* **Exercise goal**:
Copy out every line of the data exactly.

□ □ □ □ □ □ □

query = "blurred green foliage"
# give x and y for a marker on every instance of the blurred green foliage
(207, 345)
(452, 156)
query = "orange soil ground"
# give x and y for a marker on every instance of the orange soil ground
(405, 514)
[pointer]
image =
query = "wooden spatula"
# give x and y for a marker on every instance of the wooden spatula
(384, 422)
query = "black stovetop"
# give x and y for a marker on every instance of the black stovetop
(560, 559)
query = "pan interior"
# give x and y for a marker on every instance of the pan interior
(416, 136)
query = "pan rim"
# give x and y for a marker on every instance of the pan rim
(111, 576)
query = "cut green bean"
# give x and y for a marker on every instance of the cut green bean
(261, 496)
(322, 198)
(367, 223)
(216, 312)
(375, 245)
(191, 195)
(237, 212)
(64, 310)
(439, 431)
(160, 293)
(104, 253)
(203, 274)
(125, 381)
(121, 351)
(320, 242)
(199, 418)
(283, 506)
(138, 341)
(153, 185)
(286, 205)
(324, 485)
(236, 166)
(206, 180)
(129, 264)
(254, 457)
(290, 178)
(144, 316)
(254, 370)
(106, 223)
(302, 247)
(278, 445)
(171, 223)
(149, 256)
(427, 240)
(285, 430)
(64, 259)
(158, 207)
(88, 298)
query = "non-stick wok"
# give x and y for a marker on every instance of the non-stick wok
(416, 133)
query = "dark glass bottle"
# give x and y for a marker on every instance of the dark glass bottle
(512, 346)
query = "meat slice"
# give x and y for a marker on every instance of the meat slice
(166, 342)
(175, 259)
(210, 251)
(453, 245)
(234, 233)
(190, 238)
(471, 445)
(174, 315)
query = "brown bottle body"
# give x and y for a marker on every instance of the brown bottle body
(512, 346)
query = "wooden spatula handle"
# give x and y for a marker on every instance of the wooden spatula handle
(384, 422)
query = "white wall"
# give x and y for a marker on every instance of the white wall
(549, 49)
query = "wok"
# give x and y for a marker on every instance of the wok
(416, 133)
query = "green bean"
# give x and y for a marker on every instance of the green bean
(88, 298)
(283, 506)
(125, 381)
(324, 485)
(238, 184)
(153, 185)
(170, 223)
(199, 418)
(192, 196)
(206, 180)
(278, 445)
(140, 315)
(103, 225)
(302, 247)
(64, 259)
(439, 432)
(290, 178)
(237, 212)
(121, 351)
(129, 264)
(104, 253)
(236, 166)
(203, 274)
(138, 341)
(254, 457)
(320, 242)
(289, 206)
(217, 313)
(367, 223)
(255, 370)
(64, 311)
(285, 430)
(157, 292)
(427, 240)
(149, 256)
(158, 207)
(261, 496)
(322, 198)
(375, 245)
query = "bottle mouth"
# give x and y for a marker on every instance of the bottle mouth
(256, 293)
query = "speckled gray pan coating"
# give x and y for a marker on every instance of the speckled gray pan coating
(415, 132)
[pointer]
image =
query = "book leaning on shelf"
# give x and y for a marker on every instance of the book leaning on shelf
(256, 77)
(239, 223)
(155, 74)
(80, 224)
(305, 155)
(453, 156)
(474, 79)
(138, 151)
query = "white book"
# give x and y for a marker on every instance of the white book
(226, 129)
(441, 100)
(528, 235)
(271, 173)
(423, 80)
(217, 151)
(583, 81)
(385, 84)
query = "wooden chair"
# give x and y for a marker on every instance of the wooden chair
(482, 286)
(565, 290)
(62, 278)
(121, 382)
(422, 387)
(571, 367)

□ □ □ □ □ □ □

* **Answer in full**:
query = "blurred green foliage"
# give x and y for a marker on every instance of the blurred green foliage
(207, 345)
(452, 156)
query = "orange soil ground"
# give x and y for a marker on every instance of the orange soil ground
(405, 514)
[pointer]
image =
query = "wooden spatula"
# give x and y for a marker on every instance of the wooden spatula
(384, 422)
query = "black stovetop"
# give x and y for a marker on every instance of the black stovetop
(560, 559)
query = "pan interior"
# give x and y for a marker on every instance of the pan interior
(416, 136)
query = "pan rim"
# give x and y for a marker on every instance of the pan rim
(111, 576)
query = "cut green bean"
# give x and y for a marker on every instance of the cut green bean
(261, 496)
(322, 198)
(367, 223)
(216, 312)
(375, 245)
(191, 195)
(237, 212)
(64, 310)
(439, 431)
(160, 293)
(104, 253)
(203, 274)
(125, 381)
(121, 351)
(320, 242)
(199, 418)
(283, 506)
(138, 341)
(153, 185)
(286, 205)
(324, 485)
(236, 166)
(206, 180)
(129, 264)
(254, 457)
(290, 178)
(144, 316)
(254, 370)
(106, 223)
(302, 247)
(278, 445)
(171, 223)
(149, 256)
(427, 240)
(285, 430)
(64, 259)
(158, 207)
(88, 298)
query = "non-stick wok"
# give x and y for a marker on every instance of the non-stick wok
(416, 133)
query = "dark glass bottle"
# give x and y for a marker on every instance of the dark glass bottle
(512, 346)
query = "meat slice"
# give x and y for a marker on every instance of the meat slice
(166, 342)
(175, 259)
(210, 251)
(453, 245)
(234, 233)
(190, 238)
(471, 445)
(174, 315)
query = "brown bottle body"
# give x and y for a marker on every instance of the brown bottle body
(512, 346)
query = "wooden spatula handle"
# give x and y for a marker on every instance of the wooden spatula handle
(384, 422)
query = "white wall"
# give x and y for a marker on every instance of the white wall
(549, 49)
query = "wok"
# give x and y for a marker on every instance of the wok
(416, 133)
query = "green bean"
# give x and y for a marker on every instance of the green bean
(88, 298)
(283, 506)
(125, 381)
(324, 485)
(238, 184)
(153, 185)
(170, 223)
(199, 418)
(192, 196)
(206, 180)
(278, 445)
(140, 315)
(103, 225)
(302, 247)
(64, 259)
(439, 432)
(290, 178)
(237, 212)
(121, 351)
(129, 264)
(104, 253)
(236, 166)
(203, 274)
(138, 341)
(254, 457)
(320, 242)
(289, 206)
(217, 313)
(367, 223)
(255, 370)
(64, 311)
(285, 430)
(157, 292)
(427, 240)
(149, 256)
(158, 207)
(261, 496)
(322, 198)
(375, 245)
query = "bottle mouth"
# give x and y for a marker on every instance of the bottle mouth
(256, 293)
query = "speckled gray pan coating"
# give x and y for a marker on every instance of the speckled gray pan coating
(415, 132)
[pointer]
image =
query = "book leaning on shelf"
# give x and y for a marker on every instance of the book leaning on shelf
(256, 77)
(239, 223)
(155, 74)
(80, 224)
(305, 155)
(453, 156)
(474, 79)
(138, 151)
query = "white book"
# give x and y for a marker on every instance of the white book
(226, 129)
(441, 100)
(528, 235)
(271, 173)
(423, 80)
(217, 151)
(583, 81)
(385, 84)
query = "wooden chair"
# give x and y for a marker on every instance of the wooden chair
(482, 286)
(565, 290)
(62, 278)
(121, 382)
(422, 387)
(571, 367)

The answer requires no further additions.